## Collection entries
★ ★ ★ ★ ★

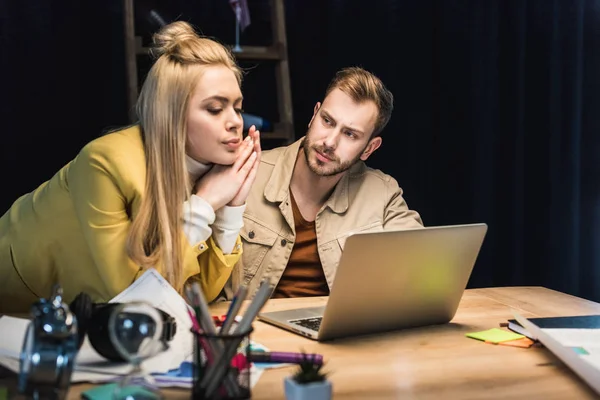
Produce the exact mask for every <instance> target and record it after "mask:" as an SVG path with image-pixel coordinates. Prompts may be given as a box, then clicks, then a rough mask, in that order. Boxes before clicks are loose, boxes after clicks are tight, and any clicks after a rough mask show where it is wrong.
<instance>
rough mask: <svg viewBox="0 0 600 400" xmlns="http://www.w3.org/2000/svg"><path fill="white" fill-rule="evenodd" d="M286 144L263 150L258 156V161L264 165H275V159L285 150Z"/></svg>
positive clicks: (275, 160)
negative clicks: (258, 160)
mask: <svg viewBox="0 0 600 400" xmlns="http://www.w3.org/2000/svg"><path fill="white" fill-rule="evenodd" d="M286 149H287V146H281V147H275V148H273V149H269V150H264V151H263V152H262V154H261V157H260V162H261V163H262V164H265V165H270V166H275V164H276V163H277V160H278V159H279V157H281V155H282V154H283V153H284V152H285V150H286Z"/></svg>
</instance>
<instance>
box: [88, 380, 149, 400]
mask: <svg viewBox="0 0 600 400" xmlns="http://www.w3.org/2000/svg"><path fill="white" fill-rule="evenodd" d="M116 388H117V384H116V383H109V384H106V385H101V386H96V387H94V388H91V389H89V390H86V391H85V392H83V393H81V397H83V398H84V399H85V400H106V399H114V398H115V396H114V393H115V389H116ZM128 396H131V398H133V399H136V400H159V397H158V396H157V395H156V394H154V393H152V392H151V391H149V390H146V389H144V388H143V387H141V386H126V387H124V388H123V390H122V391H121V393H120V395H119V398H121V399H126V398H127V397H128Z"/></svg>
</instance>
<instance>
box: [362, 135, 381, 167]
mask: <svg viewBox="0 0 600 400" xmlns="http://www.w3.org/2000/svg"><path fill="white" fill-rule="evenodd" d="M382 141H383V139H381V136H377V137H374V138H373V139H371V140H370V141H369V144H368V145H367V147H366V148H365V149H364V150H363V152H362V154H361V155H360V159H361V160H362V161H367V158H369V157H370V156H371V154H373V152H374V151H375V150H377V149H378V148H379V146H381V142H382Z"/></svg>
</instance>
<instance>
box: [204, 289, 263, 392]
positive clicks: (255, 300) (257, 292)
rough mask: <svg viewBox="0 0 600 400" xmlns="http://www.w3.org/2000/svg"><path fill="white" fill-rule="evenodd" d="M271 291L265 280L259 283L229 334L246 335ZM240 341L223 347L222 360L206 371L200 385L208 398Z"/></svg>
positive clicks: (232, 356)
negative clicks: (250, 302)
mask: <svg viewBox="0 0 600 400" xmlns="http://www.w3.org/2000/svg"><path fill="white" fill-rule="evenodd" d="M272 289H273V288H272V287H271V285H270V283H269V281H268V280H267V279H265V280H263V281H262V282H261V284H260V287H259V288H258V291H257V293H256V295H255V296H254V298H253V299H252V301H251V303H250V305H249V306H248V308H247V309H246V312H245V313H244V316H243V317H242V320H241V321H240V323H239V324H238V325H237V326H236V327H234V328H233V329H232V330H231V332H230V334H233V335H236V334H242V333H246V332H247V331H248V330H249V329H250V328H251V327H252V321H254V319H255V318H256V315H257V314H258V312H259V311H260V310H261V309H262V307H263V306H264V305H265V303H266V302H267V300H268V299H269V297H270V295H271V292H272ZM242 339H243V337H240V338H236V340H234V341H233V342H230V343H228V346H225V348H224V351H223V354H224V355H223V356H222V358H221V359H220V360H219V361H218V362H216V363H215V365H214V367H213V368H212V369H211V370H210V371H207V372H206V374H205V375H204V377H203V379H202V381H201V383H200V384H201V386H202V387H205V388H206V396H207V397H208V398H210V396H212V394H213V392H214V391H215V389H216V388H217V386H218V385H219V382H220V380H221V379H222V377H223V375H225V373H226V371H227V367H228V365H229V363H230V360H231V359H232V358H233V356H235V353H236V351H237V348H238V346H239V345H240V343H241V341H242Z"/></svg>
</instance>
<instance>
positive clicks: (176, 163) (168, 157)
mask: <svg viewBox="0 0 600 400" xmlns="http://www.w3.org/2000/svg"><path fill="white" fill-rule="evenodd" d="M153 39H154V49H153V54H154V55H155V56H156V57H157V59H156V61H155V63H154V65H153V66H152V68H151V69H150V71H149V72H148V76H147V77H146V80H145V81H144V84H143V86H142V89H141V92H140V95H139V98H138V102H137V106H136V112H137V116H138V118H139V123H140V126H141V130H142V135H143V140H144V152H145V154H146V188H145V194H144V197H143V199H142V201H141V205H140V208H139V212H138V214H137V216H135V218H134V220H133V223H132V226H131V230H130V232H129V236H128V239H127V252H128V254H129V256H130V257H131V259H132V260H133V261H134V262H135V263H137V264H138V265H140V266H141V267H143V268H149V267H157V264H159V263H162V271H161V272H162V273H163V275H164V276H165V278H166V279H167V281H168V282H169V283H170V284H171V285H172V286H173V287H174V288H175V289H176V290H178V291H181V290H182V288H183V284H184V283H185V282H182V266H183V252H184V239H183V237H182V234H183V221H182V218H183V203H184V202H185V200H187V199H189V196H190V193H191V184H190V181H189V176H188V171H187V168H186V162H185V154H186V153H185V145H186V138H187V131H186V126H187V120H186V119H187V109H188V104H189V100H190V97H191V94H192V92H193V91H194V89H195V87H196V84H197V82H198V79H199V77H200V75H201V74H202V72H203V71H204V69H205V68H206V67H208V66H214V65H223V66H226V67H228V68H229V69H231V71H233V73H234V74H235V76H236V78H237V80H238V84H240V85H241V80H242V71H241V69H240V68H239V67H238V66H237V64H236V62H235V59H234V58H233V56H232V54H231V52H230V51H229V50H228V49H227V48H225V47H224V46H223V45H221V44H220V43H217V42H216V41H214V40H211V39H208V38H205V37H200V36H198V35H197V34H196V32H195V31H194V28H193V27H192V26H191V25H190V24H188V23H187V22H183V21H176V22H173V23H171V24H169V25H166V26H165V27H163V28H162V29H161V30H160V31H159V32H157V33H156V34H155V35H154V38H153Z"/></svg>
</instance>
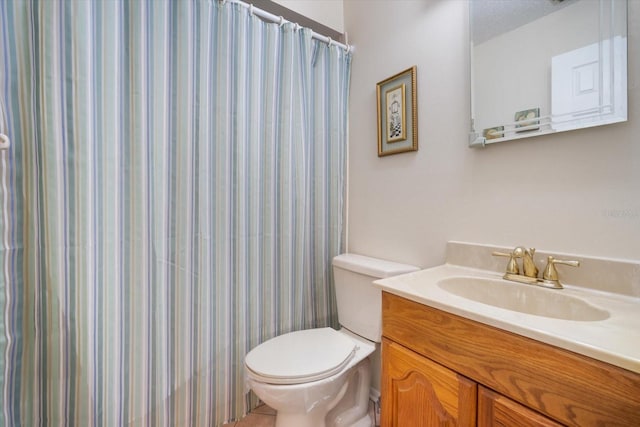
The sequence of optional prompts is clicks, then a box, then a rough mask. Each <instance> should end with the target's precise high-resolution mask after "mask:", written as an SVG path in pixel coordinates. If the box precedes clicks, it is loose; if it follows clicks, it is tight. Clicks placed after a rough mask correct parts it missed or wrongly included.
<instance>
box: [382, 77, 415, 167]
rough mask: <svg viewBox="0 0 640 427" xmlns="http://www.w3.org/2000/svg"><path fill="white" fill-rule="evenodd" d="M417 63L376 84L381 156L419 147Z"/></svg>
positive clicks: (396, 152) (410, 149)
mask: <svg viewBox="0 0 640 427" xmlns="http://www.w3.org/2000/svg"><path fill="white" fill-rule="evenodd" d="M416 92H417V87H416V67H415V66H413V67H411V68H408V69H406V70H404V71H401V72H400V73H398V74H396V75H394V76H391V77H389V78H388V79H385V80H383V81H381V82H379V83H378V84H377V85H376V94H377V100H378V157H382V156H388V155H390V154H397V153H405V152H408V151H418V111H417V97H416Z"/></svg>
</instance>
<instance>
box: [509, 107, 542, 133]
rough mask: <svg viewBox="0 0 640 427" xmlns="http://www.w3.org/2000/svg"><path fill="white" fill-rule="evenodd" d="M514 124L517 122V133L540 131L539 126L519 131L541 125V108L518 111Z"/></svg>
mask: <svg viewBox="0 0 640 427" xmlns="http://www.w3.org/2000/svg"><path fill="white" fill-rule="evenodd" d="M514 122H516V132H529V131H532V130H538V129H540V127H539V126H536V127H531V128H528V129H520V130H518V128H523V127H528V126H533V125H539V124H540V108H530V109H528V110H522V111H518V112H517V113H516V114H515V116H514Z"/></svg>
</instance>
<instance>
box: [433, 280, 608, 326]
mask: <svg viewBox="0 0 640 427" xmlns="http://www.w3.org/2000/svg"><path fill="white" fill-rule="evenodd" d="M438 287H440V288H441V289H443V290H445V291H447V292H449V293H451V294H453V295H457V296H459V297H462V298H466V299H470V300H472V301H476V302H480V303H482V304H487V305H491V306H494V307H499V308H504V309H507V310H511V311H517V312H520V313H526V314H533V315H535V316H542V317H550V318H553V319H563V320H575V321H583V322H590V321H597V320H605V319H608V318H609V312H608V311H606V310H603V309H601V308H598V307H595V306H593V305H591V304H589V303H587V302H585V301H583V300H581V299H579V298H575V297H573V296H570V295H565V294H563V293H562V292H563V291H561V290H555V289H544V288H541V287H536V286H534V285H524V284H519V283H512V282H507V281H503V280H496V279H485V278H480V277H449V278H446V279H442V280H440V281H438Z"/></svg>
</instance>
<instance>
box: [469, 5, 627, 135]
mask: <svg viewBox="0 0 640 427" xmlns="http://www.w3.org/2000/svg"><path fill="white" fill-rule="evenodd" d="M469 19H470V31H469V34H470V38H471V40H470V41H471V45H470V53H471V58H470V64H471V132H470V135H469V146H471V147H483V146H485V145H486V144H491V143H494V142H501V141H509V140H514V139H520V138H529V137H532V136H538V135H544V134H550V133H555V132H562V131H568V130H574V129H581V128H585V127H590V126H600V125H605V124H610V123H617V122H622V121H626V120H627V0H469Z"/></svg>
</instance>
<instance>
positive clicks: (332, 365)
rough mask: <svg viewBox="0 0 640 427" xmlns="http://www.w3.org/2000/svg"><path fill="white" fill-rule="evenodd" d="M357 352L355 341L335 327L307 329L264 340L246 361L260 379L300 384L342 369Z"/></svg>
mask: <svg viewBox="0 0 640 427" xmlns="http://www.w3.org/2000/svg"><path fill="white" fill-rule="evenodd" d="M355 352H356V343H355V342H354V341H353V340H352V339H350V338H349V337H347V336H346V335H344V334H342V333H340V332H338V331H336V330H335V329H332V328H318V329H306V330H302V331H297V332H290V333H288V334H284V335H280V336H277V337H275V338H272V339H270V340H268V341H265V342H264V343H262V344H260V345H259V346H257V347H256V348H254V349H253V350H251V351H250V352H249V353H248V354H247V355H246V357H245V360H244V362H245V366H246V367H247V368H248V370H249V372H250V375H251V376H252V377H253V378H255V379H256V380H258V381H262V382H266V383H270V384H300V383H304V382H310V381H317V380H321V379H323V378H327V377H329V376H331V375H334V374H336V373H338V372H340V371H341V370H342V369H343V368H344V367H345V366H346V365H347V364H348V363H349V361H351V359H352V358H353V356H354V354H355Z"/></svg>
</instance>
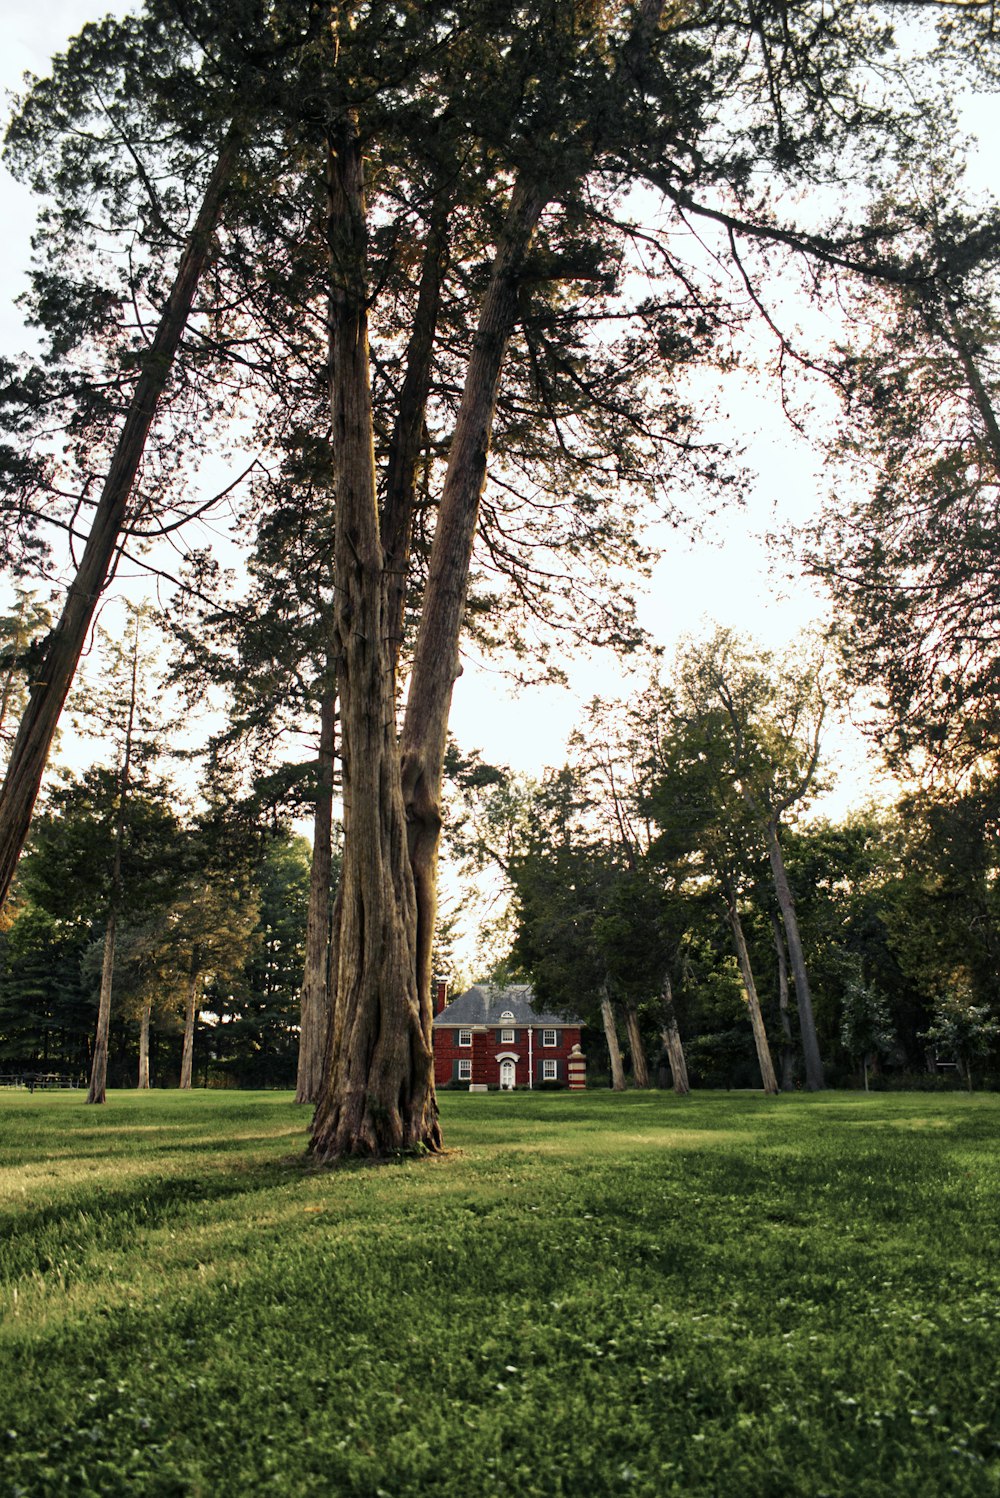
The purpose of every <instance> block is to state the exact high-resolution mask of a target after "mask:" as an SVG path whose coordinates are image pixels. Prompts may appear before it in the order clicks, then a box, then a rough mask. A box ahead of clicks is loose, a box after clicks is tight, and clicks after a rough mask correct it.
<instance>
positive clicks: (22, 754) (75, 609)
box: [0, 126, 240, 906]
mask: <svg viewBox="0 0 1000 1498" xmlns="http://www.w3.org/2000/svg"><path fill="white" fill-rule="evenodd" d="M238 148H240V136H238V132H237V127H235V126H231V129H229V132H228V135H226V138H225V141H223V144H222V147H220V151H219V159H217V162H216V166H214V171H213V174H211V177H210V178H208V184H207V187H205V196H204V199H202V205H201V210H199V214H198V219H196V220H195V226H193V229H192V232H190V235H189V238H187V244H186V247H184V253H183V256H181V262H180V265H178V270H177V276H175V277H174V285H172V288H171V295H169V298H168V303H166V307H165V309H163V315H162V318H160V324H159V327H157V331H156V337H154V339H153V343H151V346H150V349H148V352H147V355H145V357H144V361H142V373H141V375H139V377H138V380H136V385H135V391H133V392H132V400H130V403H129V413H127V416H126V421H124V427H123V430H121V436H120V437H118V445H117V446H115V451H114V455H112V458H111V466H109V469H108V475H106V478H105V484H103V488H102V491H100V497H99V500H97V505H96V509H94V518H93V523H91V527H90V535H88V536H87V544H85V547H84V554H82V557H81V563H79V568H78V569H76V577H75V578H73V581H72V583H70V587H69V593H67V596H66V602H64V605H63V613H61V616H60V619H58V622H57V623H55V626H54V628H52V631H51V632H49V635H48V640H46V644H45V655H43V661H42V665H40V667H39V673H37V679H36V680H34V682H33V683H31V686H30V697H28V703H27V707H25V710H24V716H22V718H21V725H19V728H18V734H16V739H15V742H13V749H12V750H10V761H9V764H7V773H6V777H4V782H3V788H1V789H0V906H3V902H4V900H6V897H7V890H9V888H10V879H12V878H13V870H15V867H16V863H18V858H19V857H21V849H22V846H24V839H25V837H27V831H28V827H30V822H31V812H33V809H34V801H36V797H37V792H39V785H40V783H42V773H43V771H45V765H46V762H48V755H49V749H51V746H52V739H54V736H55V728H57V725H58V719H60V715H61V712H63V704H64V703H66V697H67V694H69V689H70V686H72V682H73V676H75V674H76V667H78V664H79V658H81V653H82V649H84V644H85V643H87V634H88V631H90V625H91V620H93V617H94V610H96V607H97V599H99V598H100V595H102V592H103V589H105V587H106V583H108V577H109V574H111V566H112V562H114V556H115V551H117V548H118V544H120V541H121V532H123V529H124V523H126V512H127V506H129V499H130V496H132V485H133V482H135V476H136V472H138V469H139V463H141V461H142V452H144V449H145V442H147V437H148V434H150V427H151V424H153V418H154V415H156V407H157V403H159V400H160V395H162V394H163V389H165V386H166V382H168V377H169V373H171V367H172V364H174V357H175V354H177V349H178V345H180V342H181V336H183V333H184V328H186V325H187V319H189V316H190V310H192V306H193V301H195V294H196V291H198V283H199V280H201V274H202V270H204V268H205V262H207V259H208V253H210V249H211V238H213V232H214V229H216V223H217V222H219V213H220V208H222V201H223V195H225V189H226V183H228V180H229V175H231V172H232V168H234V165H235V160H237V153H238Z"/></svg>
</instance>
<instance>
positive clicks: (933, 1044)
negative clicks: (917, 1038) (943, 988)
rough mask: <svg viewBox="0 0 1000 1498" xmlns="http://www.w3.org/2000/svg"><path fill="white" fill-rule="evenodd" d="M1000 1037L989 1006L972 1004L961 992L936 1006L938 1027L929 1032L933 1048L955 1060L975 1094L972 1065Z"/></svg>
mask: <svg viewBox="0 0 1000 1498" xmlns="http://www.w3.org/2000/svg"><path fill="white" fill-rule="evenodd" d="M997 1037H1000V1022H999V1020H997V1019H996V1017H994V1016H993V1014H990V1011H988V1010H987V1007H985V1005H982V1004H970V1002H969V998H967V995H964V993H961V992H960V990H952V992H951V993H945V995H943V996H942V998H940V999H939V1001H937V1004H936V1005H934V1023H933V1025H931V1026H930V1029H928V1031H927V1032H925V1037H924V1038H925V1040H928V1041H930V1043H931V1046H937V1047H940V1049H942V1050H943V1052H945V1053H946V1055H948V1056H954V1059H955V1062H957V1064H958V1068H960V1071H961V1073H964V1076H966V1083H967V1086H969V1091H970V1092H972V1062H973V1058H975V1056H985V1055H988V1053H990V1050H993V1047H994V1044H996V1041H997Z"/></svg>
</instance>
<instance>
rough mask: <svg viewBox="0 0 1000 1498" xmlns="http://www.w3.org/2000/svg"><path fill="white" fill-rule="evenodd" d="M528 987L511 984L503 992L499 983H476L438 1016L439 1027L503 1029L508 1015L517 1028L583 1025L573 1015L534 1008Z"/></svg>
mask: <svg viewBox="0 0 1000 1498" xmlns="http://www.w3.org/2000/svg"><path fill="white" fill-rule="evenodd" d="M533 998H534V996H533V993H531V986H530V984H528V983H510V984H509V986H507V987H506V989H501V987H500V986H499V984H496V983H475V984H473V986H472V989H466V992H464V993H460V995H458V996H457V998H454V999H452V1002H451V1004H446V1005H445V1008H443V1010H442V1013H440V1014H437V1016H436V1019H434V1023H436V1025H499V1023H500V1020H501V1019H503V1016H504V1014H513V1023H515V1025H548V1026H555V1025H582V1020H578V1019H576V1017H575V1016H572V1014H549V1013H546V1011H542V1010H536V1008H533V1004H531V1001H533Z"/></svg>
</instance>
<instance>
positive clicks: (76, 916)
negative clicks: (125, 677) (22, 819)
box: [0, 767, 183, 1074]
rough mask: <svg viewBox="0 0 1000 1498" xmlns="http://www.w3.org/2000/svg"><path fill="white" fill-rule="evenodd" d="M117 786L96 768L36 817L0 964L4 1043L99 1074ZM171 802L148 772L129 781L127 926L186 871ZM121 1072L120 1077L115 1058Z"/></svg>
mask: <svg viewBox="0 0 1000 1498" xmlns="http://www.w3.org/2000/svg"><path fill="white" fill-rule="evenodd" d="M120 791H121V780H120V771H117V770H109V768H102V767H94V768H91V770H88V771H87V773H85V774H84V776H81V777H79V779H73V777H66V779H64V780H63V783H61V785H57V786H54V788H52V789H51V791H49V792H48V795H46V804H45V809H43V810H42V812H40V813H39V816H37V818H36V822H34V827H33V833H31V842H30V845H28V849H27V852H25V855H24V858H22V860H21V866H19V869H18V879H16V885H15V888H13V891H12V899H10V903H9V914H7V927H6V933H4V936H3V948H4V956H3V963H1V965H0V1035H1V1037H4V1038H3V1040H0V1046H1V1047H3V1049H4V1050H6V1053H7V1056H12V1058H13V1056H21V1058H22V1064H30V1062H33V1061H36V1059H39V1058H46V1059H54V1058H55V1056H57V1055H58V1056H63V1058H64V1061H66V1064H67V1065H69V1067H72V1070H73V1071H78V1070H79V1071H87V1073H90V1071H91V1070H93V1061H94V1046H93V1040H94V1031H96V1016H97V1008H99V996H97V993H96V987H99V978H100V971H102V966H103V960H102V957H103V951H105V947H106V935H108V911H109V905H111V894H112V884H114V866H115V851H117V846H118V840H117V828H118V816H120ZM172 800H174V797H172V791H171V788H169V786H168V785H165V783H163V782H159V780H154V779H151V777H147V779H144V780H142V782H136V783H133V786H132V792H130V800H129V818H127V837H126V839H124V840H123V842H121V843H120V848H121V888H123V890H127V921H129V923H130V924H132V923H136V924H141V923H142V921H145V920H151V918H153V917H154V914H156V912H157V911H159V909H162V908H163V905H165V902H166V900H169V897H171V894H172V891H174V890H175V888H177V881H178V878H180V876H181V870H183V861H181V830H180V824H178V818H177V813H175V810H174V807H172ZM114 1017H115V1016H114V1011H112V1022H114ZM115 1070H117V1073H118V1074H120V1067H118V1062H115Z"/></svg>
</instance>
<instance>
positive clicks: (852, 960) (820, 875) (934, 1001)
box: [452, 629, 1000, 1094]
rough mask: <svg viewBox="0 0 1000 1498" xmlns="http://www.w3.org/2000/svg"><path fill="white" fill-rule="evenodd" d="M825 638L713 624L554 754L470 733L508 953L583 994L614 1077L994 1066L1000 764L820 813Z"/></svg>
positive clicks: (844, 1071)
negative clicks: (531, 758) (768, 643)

★ ★ ★ ★ ★

## Exercise description
Leave out the pictures. Return exactly the lines from the first line of the records to the line bearing "positive clicks: (275, 160)", inclusive.

## Answer to this exercise
Produce the exact mask for every <instance> target and record it after "mask:" as an SVG path with image-pixel coordinates. Prompts may be given as a box, then clicks, then a rough mask, in that order. Boxes before clicks are loose, boxes after clicks are tight, and any clicks after a rough mask show where it is wrong.
<instance>
rough mask: <svg viewBox="0 0 600 400" xmlns="http://www.w3.org/2000/svg"><path fill="white" fill-rule="evenodd" d="M286 144L263 150L258 156V161L264 165H275V159L285 150Z"/></svg>
positive clicks: (275, 160)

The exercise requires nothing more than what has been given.